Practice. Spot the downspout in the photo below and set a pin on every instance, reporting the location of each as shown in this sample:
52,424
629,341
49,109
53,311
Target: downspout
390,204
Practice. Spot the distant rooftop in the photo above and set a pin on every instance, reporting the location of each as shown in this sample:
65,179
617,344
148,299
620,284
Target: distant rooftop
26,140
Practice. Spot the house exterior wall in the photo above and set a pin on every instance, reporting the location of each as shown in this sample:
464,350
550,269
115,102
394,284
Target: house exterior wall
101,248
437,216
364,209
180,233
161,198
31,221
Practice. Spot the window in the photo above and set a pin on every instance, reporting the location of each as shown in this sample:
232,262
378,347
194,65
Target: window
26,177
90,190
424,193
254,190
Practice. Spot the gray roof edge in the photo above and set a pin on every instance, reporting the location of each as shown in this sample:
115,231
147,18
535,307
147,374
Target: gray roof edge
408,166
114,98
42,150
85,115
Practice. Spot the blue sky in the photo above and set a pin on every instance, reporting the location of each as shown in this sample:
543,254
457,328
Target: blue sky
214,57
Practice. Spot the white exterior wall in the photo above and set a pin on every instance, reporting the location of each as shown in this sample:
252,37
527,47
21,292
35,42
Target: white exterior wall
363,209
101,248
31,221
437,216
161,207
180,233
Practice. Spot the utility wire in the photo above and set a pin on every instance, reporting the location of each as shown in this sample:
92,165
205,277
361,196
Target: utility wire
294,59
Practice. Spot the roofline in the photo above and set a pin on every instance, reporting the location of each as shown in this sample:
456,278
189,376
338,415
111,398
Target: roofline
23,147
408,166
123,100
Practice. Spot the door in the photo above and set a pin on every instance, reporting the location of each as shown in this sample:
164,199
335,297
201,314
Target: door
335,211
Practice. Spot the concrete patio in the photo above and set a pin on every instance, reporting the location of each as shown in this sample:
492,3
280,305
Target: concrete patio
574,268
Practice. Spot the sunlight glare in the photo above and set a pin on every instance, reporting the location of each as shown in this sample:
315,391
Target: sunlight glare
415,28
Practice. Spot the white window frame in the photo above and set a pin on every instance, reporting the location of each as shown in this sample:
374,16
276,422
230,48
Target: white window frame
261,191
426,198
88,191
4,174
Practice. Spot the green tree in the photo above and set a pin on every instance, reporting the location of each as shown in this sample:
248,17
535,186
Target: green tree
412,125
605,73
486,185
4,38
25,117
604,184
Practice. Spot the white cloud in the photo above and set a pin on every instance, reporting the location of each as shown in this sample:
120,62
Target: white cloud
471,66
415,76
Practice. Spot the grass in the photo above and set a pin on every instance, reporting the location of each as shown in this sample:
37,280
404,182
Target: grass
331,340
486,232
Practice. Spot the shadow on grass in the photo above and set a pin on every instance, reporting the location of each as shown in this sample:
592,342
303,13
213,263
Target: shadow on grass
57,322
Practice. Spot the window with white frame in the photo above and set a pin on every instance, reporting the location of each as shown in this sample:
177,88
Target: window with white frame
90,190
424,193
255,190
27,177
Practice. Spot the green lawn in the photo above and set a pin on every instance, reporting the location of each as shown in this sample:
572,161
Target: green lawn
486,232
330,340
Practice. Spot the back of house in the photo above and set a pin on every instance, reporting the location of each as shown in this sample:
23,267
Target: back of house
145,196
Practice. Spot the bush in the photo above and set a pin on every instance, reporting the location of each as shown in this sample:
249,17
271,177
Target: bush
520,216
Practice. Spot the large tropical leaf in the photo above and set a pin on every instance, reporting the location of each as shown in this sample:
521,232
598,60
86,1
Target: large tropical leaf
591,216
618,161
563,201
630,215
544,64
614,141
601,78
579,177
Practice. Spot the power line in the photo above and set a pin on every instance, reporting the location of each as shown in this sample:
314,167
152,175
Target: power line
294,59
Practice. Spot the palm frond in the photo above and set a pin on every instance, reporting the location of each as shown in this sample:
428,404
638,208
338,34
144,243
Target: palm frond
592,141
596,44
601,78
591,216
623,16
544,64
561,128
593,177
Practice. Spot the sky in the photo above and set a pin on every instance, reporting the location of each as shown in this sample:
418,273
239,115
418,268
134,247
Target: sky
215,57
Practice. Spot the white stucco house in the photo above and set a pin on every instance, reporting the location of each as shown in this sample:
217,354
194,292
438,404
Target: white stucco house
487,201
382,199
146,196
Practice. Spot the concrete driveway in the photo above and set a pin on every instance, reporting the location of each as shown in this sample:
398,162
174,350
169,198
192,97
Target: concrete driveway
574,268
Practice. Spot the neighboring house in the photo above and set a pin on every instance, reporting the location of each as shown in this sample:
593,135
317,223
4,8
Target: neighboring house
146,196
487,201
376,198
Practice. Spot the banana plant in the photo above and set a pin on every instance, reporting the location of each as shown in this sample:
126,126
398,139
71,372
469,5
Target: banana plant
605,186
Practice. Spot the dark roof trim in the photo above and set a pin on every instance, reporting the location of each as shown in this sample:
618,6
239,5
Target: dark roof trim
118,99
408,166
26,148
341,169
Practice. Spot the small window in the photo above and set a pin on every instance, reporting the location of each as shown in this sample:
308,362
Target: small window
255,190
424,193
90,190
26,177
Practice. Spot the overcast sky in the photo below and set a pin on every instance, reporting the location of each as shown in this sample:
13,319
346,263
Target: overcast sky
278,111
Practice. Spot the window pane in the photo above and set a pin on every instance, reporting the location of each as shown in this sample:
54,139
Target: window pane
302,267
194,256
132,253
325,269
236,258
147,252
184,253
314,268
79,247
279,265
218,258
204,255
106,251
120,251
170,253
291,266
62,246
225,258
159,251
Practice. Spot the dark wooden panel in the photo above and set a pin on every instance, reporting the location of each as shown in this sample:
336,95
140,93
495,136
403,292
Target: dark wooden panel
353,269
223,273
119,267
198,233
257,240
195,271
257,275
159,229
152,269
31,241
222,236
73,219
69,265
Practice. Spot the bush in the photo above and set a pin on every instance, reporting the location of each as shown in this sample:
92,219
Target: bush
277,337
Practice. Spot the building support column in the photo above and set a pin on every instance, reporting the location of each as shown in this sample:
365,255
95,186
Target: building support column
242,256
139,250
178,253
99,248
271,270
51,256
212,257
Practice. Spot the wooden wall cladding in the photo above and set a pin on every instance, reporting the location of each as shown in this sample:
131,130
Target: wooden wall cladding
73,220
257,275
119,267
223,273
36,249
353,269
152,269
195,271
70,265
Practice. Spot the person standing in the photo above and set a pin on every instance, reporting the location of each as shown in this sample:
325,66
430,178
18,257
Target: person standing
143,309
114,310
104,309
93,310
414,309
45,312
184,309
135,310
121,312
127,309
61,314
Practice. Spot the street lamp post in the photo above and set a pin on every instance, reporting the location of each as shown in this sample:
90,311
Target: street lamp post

§ Task:
In the answer, include exactly the lines from the line containing "Target: building support column" through the end of the data, and nothing else.

§ Exercise output:
Target: building support column
242,256
139,250
178,253
99,248
271,270
51,256
212,257
Practice. Spot the wooden wall cladding in the photo above and set a pin on every instance, reporting the location of each as shown in this sample:
131,130
Target: wooden wall cladding
73,220
257,275
119,267
223,273
36,249
353,269
152,269
195,271
70,265
Practice. Spot the person standing in the photo above and set a pin on every instance, reporting the location of each as shown in this sample:
325,66
430,178
18,257
Target: person standing
143,309
114,310
104,309
93,310
414,309
45,312
184,309
135,310
121,312
127,309
61,314
Practice. Spot the street lamp post in the photo above and set a pin on every instance, reporting the location of each as shown in this sample:
90,311
Target: street lamp post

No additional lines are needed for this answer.